▸ **Supplied text**
<<<<

In a random key genetic algorithm1, the chromosomes consist in a sequence of real numbers (initially randomly generated) in the interval $[0,1]$.
I've been told by my teacher that in these kinds of genetic algorithms, one cannot encode the solution directly into the chromosomes, as that would generate "infinitely large" convergence times. Instead, the proposed solution from my teacher is to use the weights in the chromosomes to modullate the construction of a solution through a greedy algorithm. Let me clarify that further with the classical example of the Travelling Salesman Problem:
In a direct encoding (my proposal), with $N=4$ cities, a chromosome with values $[0.1, 0.7, 0.4, 0.9]$ could be decoded in order to determine the order in which to visit the cities, which would become $1 \rightarrow 3 \rightarrow 2 \rightarrow 4$.
The other approach consists in constructing a solution by means of a regular greedy algorithm. For example, starting from the initial location, a simple greedy algorithm for the TSP would select, at each iteration, the closest city for its next step. In order to fit the chromosomes in this schema, when considering going to the next city, one would multiply the distance to the considered location by the value of the allele for that city, essentially changing the values of the greedy function with the chromosome's genes.

>>>>

▸ **Entries provided**
<<<<

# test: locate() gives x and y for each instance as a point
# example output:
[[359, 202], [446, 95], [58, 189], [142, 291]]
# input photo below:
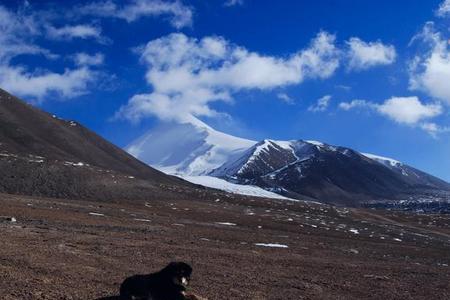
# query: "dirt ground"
[[239, 249]]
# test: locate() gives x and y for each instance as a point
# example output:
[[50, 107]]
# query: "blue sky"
[[370, 75]]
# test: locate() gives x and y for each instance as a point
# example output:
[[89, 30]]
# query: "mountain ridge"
[[316, 171], [43, 155]]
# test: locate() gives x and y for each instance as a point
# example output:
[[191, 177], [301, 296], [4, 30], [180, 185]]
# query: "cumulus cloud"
[[321, 105], [16, 29], [178, 14], [444, 9], [69, 84], [17, 35], [430, 71], [234, 2], [434, 129], [408, 110], [363, 55], [285, 98], [187, 74], [354, 104], [403, 110], [81, 31]]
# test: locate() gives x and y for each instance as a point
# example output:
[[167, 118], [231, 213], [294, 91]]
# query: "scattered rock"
[[8, 219]]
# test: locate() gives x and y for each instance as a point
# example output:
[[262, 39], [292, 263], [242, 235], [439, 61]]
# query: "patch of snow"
[[78, 164], [191, 148], [224, 185], [316, 143], [96, 214], [226, 223], [271, 245], [383, 160]]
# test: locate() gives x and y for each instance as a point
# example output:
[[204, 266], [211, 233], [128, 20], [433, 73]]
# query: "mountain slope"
[[190, 149], [43, 155], [295, 169], [328, 173]]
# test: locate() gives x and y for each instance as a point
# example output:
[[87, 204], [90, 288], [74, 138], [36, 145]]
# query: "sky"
[[371, 75]]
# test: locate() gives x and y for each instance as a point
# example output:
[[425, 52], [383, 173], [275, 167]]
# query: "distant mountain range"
[[296, 169], [43, 155]]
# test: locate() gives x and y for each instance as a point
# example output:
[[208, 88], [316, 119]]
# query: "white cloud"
[[430, 71], [354, 104], [18, 31], [84, 59], [408, 110], [234, 2], [81, 31], [179, 14], [363, 55], [187, 74], [285, 98], [321, 105], [69, 84], [433, 129], [403, 110], [444, 9]]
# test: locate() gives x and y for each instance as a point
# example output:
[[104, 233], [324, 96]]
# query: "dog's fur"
[[168, 284]]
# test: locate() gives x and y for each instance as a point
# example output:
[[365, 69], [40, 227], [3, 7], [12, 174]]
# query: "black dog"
[[168, 284]]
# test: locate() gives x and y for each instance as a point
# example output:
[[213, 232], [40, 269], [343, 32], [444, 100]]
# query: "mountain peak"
[[187, 148]]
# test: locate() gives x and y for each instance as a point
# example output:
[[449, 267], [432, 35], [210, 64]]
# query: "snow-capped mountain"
[[331, 174], [43, 155], [295, 169], [189, 149]]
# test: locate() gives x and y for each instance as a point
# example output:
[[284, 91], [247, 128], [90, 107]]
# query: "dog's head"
[[179, 272]]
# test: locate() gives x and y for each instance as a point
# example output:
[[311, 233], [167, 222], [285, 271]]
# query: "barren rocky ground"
[[240, 248]]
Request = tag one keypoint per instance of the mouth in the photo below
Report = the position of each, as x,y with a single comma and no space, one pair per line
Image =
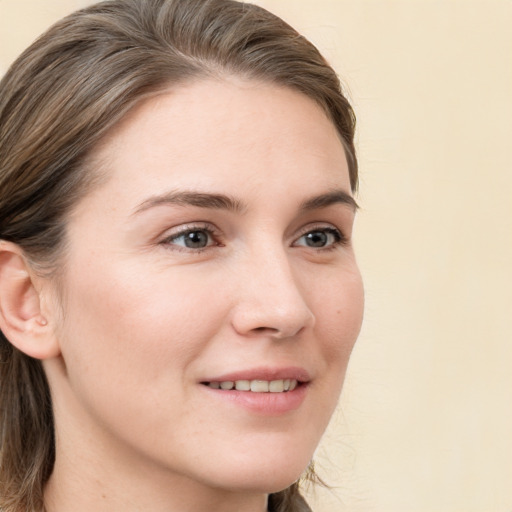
256,385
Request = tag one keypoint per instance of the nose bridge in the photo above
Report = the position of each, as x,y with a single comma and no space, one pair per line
270,298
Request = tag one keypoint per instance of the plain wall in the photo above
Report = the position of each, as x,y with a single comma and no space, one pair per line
425,422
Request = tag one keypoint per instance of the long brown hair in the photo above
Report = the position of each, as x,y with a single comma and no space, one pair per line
58,100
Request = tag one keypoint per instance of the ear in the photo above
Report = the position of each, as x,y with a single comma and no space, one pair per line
22,321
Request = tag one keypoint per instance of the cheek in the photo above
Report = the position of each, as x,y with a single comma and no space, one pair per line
132,326
339,314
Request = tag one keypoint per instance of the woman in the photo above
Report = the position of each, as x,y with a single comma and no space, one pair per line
178,292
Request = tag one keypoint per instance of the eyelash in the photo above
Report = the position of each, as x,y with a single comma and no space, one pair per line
214,236
339,238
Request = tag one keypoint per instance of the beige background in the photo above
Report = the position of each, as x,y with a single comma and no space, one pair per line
425,423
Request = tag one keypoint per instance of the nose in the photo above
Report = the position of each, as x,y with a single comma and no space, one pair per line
269,299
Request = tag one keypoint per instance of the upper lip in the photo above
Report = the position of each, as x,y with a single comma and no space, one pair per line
263,373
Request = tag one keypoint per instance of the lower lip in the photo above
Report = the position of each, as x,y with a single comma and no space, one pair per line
272,404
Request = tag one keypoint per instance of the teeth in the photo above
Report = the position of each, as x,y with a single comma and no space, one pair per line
243,385
257,386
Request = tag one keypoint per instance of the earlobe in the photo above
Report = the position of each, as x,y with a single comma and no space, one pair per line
21,319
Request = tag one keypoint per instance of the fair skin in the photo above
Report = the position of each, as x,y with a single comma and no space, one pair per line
217,249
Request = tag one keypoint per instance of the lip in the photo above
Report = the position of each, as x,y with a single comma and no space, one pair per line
266,404
264,373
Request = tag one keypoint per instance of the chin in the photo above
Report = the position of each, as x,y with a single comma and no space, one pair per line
263,476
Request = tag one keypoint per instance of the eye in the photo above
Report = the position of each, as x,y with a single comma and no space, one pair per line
191,238
321,238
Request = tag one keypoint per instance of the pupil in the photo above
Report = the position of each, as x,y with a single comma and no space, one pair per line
316,239
196,239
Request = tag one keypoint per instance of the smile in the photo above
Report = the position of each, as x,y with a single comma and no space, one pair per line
256,386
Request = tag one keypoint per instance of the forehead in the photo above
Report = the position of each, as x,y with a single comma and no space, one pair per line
220,134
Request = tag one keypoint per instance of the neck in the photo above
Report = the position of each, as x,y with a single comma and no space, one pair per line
105,487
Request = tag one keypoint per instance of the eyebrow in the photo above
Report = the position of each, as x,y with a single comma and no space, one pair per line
190,198
229,203
328,199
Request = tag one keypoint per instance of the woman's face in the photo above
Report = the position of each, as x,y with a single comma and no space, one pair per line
217,251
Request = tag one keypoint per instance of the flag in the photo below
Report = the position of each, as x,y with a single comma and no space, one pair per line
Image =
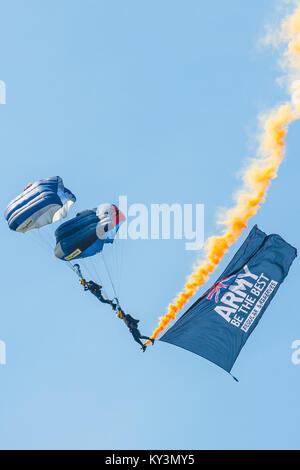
219,323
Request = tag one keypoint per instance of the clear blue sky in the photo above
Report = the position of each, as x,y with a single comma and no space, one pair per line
157,101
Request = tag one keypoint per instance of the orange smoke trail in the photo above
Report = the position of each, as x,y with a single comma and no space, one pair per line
257,177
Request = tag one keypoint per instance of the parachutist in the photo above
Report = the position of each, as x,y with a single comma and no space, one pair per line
96,289
132,324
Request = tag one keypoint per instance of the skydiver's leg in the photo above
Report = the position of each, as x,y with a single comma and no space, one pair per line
137,335
147,337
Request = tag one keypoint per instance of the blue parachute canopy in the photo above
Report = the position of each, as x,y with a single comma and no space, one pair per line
41,203
88,232
219,323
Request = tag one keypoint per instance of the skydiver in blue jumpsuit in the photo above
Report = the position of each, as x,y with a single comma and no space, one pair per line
132,324
96,289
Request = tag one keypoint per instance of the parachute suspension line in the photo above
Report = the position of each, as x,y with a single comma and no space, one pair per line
109,275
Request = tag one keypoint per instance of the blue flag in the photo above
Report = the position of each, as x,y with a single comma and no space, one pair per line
219,323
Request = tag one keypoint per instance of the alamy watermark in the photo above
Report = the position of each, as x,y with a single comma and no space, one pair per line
296,354
2,92
2,353
163,222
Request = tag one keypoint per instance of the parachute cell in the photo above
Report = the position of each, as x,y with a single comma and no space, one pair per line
88,232
41,203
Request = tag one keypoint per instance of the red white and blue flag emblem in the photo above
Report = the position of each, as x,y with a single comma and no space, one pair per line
217,289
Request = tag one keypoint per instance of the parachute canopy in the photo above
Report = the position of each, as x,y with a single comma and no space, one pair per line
41,203
88,232
219,323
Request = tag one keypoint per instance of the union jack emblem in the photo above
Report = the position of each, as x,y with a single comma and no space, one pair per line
216,289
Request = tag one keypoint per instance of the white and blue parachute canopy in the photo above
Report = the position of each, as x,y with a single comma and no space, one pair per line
86,234
41,203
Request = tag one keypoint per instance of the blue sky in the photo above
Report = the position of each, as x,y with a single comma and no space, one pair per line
156,101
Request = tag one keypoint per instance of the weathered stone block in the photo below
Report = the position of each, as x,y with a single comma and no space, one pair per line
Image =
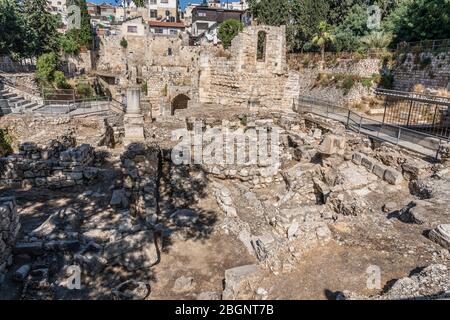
441,235
357,157
237,280
379,170
368,163
393,176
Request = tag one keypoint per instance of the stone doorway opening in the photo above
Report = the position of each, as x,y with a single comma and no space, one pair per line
179,102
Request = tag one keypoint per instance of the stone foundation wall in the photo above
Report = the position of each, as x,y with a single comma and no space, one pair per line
429,70
56,165
364,68
9,228
241,79
138,189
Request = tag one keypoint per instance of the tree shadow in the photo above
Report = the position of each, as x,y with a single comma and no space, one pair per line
176,192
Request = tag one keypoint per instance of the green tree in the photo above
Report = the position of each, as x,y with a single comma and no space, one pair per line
228,30
377,40
305,21
324,37
46,66
60,80
271,12
69,45
83,36
42,27
349,32
11,29
415,20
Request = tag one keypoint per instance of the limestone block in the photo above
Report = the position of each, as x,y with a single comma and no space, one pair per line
237,281
332,144
392,176
379,170
368,163
357,157
441,235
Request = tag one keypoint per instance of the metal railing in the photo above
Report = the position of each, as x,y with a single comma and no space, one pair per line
419,142
425,45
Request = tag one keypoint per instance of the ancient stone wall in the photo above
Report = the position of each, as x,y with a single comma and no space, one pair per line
56,165
365,68
9,228
429,70
241,78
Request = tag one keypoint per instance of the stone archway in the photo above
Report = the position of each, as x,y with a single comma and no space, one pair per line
179,102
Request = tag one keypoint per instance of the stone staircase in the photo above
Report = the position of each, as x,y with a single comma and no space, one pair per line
11,102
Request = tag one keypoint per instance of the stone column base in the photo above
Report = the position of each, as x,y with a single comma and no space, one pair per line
134,128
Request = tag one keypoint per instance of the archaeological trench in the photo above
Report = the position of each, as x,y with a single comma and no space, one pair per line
101,195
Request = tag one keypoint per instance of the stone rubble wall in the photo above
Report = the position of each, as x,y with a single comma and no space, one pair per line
239,79
138,189
364,68
435,76
214,75
9,228
56,165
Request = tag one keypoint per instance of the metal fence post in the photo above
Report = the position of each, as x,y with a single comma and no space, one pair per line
399,134
348,118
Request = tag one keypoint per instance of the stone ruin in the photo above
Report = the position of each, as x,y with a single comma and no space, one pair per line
129,205
109,200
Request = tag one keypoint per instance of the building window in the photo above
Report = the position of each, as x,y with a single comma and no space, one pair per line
261,47
132,29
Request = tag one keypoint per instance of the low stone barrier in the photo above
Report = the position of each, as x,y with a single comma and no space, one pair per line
56,165
9,228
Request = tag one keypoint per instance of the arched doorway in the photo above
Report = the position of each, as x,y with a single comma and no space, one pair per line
179,102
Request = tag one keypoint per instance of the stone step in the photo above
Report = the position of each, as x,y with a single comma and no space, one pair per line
15,100
21,102
9,95
29,105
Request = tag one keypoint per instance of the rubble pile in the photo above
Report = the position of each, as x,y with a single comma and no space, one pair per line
432,282
56,165
9,229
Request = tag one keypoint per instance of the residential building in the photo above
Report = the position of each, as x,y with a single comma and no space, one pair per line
206,19
236,5
93,9
58,7
163,10
166,28
134,27
107,11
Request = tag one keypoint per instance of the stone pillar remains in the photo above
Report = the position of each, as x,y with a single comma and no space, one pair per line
9,228
133,120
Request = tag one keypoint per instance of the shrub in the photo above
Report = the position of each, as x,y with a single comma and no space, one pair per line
144,88
60,80
84,90
46,66
69,45
124,43
5,143
387,79
425,62
348,84
228,30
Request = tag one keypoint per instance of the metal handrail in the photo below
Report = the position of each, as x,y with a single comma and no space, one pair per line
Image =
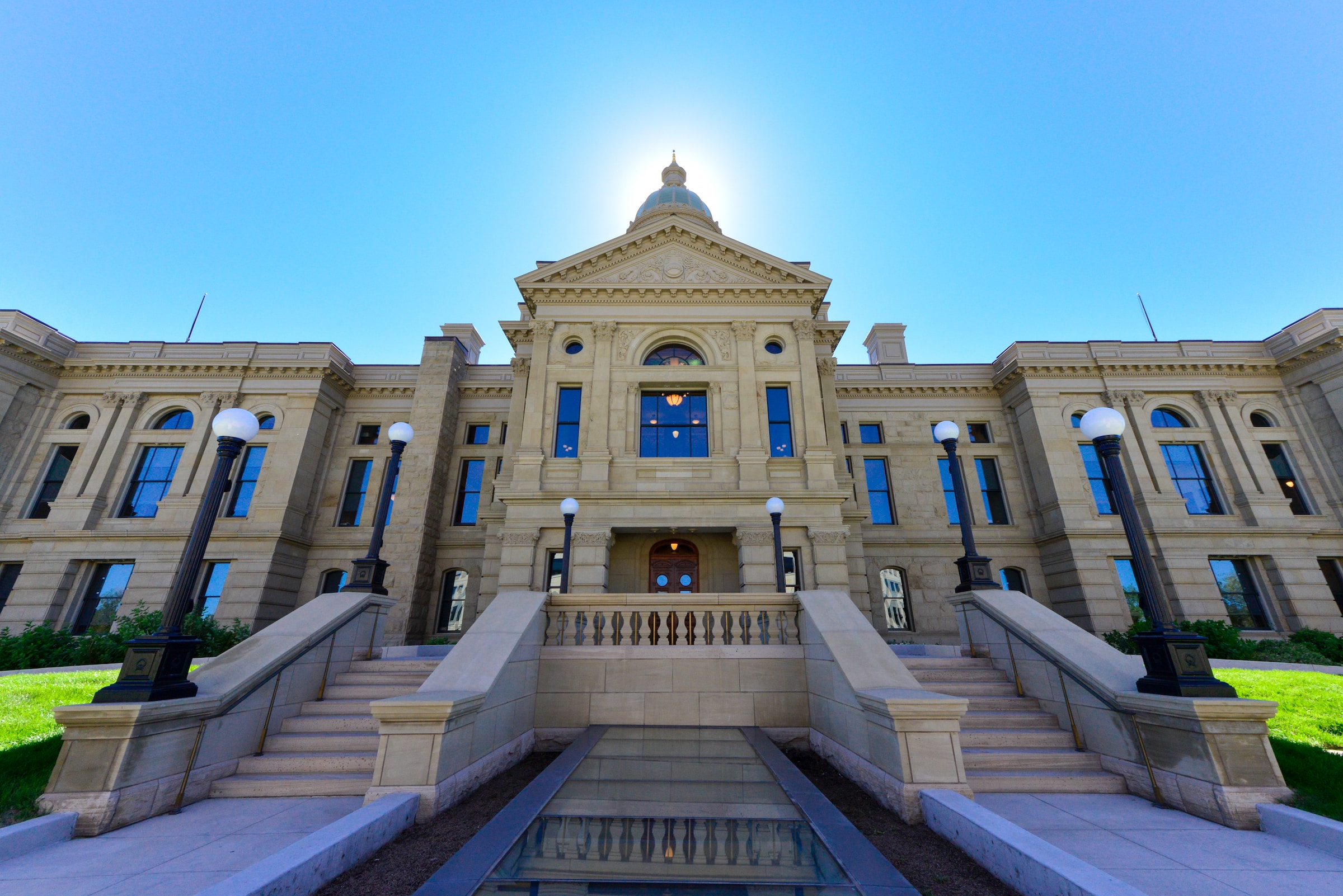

>>>>

▸ **Task item A**
Answer these from the text on random key genetic algorithms:
(i) In what interval do the chromosome's real numbers lie?
(ii) In the direct encoding with four cities, what visiting order does the chromosome [0.1, 0.7, 0.4, 0.9] give?
(iii) In the greedy approach, what is the distance to a considered city multiplied by?
▸ **Task item B**
Retype the stretch of the text on random key genetic algorithms from "The other approach" through "the chromosome's genes.".

▸ **Your solution A**
(i) The interval [0,1].
(ii) 1 → 3 → 2 → 4.
(iii) The value of the allele for that city.

▸ **Your solution B**
The other approach consists in constructing a solution by means of a regular greedy algorithm. For example, starting from the initial location, a simple greedy algorithm for the TSP would select, at each iteration, the closest city for its next step. In order to fit the chromosomes in this schema, when considering going to the next city, one would multiply the distance to the considered location by the value of the allele for that city, essentially changing the values of the greedy function with the chromosome's genes.